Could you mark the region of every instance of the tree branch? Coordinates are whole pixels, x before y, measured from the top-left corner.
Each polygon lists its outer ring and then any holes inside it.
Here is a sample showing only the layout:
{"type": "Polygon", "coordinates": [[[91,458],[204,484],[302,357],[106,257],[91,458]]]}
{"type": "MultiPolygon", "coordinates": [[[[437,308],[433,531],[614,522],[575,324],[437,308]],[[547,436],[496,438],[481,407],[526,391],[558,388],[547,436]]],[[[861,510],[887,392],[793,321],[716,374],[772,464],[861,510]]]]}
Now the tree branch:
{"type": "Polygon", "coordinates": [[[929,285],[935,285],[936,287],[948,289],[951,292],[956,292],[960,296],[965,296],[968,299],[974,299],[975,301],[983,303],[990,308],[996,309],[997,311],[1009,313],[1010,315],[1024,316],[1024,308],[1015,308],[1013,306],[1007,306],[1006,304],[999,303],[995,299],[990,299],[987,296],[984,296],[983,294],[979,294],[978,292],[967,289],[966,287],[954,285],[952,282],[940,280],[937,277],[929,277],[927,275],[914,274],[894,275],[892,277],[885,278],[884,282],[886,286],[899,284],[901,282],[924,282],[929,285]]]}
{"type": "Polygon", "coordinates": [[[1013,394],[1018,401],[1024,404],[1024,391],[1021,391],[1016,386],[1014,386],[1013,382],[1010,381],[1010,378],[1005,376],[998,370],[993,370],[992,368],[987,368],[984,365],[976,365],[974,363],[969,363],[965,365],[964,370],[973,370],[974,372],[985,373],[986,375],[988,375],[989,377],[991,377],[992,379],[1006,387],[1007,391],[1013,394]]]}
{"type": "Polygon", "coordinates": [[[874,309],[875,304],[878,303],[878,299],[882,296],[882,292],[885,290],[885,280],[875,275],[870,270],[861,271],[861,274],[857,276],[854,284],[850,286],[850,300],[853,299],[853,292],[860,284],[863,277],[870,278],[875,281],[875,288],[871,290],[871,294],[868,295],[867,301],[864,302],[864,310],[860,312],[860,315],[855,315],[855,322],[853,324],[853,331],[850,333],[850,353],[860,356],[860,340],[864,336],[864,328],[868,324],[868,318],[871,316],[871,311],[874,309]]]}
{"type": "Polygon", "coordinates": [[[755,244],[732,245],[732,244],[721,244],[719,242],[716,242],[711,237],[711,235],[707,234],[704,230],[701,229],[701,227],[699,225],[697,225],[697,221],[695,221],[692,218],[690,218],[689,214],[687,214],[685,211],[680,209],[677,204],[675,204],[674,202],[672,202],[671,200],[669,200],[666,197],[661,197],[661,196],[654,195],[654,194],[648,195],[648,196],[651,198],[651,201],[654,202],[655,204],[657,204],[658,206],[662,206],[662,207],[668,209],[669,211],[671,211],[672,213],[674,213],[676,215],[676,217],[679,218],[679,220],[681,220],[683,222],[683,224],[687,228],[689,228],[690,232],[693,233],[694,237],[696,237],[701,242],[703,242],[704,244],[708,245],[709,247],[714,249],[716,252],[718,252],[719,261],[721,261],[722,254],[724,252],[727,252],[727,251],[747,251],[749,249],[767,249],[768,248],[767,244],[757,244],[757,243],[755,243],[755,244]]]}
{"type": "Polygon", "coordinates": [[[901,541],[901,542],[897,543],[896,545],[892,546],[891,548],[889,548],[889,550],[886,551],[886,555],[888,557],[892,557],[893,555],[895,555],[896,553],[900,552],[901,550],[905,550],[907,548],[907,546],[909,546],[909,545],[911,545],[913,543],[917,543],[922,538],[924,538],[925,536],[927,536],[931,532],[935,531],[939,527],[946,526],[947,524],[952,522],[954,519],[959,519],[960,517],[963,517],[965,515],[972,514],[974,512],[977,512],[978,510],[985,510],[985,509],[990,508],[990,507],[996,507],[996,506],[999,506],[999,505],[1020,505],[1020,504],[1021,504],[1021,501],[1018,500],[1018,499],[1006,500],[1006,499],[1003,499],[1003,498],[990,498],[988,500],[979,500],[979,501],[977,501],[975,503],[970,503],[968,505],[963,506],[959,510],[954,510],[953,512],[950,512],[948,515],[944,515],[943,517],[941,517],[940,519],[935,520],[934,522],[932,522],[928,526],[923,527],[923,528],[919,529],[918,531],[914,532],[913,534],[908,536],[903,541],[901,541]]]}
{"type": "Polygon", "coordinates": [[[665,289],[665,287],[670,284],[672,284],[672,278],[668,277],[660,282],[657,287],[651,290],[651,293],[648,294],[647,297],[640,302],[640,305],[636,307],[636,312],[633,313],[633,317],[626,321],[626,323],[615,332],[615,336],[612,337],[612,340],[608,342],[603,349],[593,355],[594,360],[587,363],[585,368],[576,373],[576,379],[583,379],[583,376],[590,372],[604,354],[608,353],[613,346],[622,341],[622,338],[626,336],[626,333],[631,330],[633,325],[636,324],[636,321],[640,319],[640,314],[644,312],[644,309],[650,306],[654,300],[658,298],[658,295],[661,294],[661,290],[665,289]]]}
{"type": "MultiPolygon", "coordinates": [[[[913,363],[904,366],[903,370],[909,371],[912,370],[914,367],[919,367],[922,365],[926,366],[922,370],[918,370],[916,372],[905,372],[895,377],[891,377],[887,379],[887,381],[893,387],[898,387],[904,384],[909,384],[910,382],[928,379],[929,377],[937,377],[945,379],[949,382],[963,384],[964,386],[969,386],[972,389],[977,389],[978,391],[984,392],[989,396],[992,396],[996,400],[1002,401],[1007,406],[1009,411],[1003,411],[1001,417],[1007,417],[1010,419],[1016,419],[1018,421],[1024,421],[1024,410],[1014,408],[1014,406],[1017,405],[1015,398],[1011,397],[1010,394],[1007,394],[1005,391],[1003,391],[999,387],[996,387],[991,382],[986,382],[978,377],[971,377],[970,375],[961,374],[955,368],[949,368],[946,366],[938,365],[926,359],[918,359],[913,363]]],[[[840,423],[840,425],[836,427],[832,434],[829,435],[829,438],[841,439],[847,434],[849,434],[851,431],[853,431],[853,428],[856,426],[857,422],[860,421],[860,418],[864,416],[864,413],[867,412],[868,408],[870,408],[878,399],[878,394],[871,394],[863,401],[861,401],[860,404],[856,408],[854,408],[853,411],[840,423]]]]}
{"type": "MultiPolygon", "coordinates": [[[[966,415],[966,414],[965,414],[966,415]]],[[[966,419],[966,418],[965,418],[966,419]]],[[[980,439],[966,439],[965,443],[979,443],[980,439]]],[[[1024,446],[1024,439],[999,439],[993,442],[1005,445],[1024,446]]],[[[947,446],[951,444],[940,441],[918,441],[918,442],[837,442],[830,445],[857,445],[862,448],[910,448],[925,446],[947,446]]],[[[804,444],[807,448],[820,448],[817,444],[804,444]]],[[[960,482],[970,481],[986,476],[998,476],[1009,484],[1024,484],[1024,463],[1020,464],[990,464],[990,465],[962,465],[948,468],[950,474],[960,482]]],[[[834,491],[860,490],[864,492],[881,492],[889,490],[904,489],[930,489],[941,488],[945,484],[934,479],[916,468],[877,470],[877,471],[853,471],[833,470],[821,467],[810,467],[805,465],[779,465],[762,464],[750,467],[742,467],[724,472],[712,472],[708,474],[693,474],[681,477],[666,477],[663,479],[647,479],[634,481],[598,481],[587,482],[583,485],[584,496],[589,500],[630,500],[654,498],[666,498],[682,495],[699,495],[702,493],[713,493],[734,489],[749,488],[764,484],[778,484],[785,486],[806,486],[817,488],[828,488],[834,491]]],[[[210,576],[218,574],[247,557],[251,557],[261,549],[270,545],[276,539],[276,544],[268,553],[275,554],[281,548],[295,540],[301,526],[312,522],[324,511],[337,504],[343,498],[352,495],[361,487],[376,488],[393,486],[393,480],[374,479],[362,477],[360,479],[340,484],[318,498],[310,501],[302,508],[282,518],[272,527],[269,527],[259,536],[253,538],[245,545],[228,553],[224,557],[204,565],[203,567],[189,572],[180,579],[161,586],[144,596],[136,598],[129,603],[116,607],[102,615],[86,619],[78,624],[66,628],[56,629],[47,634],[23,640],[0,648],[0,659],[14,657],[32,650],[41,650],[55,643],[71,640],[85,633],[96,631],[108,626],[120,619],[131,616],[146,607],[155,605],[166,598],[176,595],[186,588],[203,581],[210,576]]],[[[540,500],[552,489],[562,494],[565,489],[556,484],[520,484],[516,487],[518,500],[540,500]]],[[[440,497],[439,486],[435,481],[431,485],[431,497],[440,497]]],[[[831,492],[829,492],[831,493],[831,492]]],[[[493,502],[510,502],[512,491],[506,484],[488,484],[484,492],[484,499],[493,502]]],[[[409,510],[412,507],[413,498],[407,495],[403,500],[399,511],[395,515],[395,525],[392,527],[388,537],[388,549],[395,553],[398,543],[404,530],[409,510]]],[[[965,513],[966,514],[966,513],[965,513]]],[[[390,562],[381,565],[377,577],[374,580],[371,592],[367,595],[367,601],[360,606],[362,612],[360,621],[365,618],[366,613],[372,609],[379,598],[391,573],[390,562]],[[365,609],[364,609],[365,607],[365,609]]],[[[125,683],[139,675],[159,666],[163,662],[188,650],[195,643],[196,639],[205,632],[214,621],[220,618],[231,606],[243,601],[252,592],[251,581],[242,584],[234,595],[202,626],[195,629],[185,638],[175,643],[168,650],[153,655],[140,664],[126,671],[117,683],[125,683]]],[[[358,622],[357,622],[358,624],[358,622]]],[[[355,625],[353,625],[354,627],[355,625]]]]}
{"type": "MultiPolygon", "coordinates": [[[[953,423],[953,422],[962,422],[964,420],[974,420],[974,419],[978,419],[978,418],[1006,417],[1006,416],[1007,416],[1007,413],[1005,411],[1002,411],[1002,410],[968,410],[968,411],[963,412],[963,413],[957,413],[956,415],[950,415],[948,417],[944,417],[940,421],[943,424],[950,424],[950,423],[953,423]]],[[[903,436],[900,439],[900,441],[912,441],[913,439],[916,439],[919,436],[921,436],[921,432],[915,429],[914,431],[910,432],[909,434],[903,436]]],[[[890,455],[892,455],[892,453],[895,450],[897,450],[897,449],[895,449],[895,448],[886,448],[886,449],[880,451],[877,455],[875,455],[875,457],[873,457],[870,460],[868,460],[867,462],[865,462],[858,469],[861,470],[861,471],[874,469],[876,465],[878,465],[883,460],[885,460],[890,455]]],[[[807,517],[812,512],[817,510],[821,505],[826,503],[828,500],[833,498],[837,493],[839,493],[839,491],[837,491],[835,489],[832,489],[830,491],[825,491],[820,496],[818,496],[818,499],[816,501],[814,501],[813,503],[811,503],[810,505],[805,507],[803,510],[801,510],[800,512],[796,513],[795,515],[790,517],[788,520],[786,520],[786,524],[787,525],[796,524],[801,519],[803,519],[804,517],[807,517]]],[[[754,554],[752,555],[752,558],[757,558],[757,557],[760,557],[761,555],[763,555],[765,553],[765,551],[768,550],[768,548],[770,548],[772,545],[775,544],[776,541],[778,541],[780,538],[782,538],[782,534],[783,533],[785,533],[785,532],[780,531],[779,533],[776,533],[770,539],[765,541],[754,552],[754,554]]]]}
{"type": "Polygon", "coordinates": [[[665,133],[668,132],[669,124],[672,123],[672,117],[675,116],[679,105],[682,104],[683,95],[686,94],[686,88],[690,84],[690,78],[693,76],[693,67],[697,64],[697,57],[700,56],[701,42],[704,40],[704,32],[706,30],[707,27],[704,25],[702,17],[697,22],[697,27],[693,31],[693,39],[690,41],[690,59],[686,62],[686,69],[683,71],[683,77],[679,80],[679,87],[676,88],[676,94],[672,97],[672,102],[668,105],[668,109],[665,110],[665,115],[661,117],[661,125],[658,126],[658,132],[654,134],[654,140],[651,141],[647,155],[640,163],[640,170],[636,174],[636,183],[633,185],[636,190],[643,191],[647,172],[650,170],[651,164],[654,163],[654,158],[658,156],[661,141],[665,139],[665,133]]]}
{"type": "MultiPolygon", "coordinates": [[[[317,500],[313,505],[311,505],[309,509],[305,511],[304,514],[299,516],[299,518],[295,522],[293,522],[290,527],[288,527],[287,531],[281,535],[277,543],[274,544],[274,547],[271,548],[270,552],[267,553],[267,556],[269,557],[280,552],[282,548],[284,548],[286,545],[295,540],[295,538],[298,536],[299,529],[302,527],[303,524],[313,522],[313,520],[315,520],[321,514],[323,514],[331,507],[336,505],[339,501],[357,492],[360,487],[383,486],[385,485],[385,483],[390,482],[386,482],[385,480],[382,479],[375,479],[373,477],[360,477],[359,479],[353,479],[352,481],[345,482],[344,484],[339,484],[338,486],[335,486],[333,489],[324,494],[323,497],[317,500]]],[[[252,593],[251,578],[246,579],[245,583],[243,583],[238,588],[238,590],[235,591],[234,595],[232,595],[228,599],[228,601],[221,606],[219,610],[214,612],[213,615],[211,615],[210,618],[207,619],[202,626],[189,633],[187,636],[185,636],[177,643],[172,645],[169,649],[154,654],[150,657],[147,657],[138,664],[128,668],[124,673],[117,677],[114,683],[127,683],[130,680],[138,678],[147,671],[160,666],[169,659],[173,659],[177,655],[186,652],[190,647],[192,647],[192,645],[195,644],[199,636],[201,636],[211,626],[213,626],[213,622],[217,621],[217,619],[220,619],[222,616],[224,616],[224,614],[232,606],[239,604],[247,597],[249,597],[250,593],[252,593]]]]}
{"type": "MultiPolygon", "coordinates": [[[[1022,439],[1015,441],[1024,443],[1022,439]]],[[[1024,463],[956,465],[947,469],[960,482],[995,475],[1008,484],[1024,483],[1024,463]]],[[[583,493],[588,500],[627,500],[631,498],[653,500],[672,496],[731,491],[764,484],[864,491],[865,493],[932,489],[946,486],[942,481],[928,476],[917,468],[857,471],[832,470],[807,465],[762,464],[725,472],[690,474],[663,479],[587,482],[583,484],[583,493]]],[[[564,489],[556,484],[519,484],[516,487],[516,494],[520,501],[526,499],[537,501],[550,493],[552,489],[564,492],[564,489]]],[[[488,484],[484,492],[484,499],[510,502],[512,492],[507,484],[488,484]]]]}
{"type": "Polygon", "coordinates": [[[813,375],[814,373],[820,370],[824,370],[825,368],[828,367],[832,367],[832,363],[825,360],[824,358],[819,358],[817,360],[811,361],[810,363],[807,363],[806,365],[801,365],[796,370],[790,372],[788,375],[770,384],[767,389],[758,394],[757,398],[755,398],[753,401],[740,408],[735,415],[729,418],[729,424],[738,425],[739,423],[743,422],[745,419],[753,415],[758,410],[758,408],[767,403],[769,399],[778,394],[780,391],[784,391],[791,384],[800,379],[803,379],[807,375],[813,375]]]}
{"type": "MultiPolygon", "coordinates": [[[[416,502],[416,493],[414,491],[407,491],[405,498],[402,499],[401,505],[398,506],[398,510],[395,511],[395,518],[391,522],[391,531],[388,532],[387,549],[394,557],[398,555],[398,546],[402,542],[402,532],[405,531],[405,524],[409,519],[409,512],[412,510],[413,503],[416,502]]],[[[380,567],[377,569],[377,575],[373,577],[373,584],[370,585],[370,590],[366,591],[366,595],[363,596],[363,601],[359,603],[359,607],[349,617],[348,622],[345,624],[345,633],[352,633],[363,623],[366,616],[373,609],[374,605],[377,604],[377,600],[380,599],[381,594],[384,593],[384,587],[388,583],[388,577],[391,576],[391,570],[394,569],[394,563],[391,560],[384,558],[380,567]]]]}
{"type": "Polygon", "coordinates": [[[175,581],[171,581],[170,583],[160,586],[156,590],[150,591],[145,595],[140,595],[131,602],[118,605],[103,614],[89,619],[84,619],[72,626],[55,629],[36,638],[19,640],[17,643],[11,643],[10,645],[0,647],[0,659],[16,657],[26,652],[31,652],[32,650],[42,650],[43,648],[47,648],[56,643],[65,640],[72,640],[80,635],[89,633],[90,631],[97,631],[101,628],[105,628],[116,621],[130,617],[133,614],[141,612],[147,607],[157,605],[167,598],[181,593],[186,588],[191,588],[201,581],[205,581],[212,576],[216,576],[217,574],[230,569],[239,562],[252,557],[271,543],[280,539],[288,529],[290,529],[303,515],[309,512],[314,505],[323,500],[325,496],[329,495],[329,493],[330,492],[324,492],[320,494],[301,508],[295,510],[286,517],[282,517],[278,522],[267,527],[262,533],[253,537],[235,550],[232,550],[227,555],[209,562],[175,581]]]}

— THE TASK —
Counting only lines that hold the word "tree", state how many there are in the data. Write the number alone.

— TASK RESULT —
2